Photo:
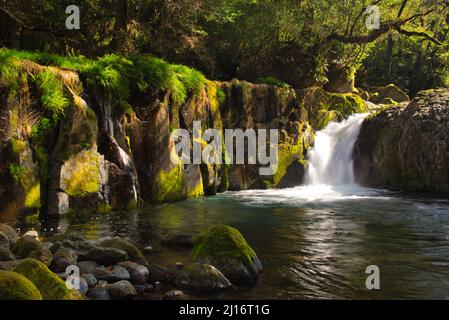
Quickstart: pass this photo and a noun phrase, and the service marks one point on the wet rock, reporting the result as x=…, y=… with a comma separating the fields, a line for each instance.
x=225, y=248
x=148, y=250
x=122, y=290
x=49, y=284
x=98, y=293
x=9, y=265
x=14, y=286
x=84, y=286
x=112, y=274
x=4, y=240
x=406, y=147
x=43, y=254
x=391, y=92
x=32, y=234
x=107, y=255
x=178, y=240
x=90, y=279
x=138, y=273
x=63, y=258
x=202, y=278
x=158, y=273
x=132, y=251
x=175, y=295
x=87, y=266
x=10, y=233
x=5, y=254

# TASK TO CARRY OUT
Copy the material above line for line, with no changes, and leave the pictures out of your copy.

# OUTPUT FOR THIS TASK
Photo:
Quickstart: pass this photo and a noun phrase, and the service marks one point on the wet rock, reporting the result as x=…, y=… with a comma separating the fields, a line for each instance.
x=225, y=248
x=148, y=250
x=122, y=290
x=49, y=284
x=98, y=293
x=9, y=265
x=14, y=286
x=84, y=286
x=112, y=274
x=4, y=240
x=406, y=147
x=43, y=254
x=391, y=92
x=32, y=234
x=107, y=255
x=178, y=240
x=90, y=279
x=138, y=273
x=63, y=258
x=202, y=278
x=158, y=273
x=132, y=251
x=175, y=295
x=87, y=266
x=10, y=233
x=5, y=254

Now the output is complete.